Texto de leitura:
--

Já havíamos comemorado esta rega, nesta mesma coluna, ao dizermos que o disposto no art. 219 “gera isonomia e dá congruência ao sistema” retirando da contagem dos prazos processuais os dias não úteis:
“…na advocacia contenciosa, a leitura do diário oficial, especialmente na quarta-feira, é evento de especial suspense. Havendo nesta data intimação para ato submetido a prazo de 5 (cinco) dias, na prática, o advogado tem apenas dois dias úteis para praticá-lo. É que, subtraindo-se o dia da leitura e o dia do cumprimento (com o qual seria imprudente contar), sobram apenas a quinta e a sexta-feira para a preparação do ato processual. Uma disparidade, considerando que a mens legis era garantir ao menos 5 dias para sua prática”.
O problema deste dispositivo – e que parece ser mesmo “o problema do Novo CPC” – está na incerteza. A despeito de bem pensado e redigido, não escapa às intermináveis polêmicas processuais. Não propriamente falamos do caput, transcrito acima, mas de seu parágrafo único, que diz: “O disposto neste artigo aplica-se somente aos prazos processuais”.
Opa, mas o que são prazos processuais?
Caro leitor, aqui faço uma pausa. Acredito que você deve estar exclamando: “Ora, isso é coisa de processualista!” Prazo processual é prazo do processo, ora bolas. E processo é processo, todo mundo sabe!
Pena que as coisas não são bem assim. Farei apenas duas perguntas para provar meu ponto. Primeira, o prazo para ajuizamento de mandado de segurança (120 dias) é prazo processual e passará a se contar em dias úteis? E mais: os prazos para juiz e auxiliares, como aquele de 20 dias de antecedência para a audiência de conciliação ou mediação (CPC/2015, art. 334) também se contarão em dias úteis?[1]
No artigo anterior desta mesma coluna, André Roque já havia ressaltado este problema: “…nem sempre é fácil qualificar um prazo como processual. O conceito de prazo processual é intuitivo: período de tempo estabelecido para a prática de um ato processual. Mas o que é um ato “processual”? Chegamos a questão bastante complexa, que diz respeito aos atos processuais, em relação à qual ainda não se construiu uma teoria satisfatória, seja por sua unidade teleológica, seja pela interdependência entre atos processuais, seja porque podem ser praticados tanto por sujeitos privados quanto públicos, atraindo regimes jurídicos distintos (sobre o ponto, v. GRECO, Leonardo. Instituições de Processo Civil. Rio de Janeiro: Forense, 2014, v. 1, p. 234-235)”.
Precisamos, definitivamente, saber o é um prazo processual. Vamos lá!
O processo é feito de formas, de modo que o direito processual prescreve em abstrato requisitos de modo, tempo e lugar para a realização dos atos processuais, naquilo que a doutrina resolveu chamar de “formalismo processual” (sentido estrito).
A lei assim diz como, quando e onde os sujeitos do processo (autor, réu, juiz e auxiliares) devem agir para atuar validamente no processo (exercitarem atos processuais regulares com aptidão a priori para produzirem efeitos no processo).

--

Dados fornecidos:
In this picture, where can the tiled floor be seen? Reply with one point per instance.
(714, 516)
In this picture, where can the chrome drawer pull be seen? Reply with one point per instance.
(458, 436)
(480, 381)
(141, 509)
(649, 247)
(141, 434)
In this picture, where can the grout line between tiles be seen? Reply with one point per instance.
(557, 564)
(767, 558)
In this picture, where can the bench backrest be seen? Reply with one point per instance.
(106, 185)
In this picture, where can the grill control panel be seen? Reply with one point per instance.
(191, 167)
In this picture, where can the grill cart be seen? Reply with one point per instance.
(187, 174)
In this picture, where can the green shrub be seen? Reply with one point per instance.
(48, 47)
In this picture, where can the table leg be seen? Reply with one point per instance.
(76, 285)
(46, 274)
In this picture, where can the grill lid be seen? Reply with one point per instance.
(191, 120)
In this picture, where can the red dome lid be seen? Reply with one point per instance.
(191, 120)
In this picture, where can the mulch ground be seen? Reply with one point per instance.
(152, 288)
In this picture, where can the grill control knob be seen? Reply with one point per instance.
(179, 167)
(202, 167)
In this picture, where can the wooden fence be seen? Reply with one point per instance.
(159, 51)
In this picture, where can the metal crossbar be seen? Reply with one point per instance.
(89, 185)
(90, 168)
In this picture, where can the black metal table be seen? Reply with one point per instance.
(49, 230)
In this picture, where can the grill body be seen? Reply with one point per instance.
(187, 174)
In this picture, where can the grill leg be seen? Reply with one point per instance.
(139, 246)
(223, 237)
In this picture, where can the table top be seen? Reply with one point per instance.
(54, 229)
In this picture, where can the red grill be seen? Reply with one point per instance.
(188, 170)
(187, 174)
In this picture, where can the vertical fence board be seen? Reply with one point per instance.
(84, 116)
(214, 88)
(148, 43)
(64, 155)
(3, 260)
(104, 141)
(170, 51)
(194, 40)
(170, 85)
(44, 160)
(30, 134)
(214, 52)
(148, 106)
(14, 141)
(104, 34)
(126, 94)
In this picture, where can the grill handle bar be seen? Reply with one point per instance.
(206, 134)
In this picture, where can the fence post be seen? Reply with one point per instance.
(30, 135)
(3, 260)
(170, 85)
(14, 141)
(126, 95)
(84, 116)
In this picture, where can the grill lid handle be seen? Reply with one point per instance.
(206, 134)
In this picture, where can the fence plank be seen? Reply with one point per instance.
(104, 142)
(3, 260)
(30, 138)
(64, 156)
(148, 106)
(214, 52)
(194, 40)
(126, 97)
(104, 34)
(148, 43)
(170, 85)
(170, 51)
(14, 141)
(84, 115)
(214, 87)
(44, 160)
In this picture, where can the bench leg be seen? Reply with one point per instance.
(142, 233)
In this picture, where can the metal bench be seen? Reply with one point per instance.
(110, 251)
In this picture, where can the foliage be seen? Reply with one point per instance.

--

Exercício proposto 1:
Indique se cada afirmação abaixo está de acordo com o texto sobre os prazos processuais, respondendo sim ou não e citando literalmente as palavras do texto que decidem a questão.
(a) O parágrafo único do art. 219 determina que a regra se aplica somente aos prazos processuais.
(b) Com uma intimação na quarta-feira para ato com prazo de cinco dias, o advogado dispõe, na prática, de quatro dias úteis.
(c) Já existe uma teoria satisfatória sobre os atos processuais.
Exercício proposto 2:
Prossiga o texto sobre os prazos processuais a partir de sua última frase.

Resposta 1:
(a) Sim: “O disposto neste artigo aplica-se somente aos prazos processuais”.
(b) Não: “na prática, o advogado tem apenas dois dias úteis para praticá-lo”.
(c) Não: “ainda não se construiu uma teoria satisfatória”.

Resposta 2:
Neste ponto, é relevante a observação de Fredie Didier, para quem os atos processuais podem estar na cadeia de um procedimento, ou mesmo lhe serem externos, definindo-se pela aptidão de interferirem “de algum modo no desenvolvimento da relação jurídica processual”.[2] Vejamos:
“Há os atos processuais, e há os atos do processo (melhor: do procedimento), que daqueles são exemplos. O ato do processo é o ato que compõe a cadeia de atos do procedimento; trata-se de ato processual propriamente dito. Mas há atos processuais que não fazem parte do procedimento, como é o caso da escolha convencional do foro (arts. 25 e 63, CPC). O conceito de ato processual deve abranger não só os atos do procedimento como também os demais atos que interfiram de algum modo no desenvolvimento da relação jurídica processual” (Curso de direito processual civil. Vol. 1. 17ª ed. Salvador: Juspodivm, 2015, p. 373).
Exemplos. O agravo é recurso que deve conter impugnação específica da decisão recorrida (modo), ser interposto no prazo de 15 dias da intimação da decisão recorrida (tempo) e perante o Tribunal competente (lugar). A contestação é ato que deve ser apresentado por escrito e impugnar especificamente os fundamentos da demanda (modo), no prazo de 15 (quinze dias) a contar da última audiência de conciliação ou mediação (tempo) e perante o juízo prevento (lugar). E assim por diante.
Muito bem: o prazo então é o tempo para realização dos atos processuais (atos jurídicos que interferem “de algum modo no desenvolvimento da relação jurídica processual”), pelos sujeitos do processo?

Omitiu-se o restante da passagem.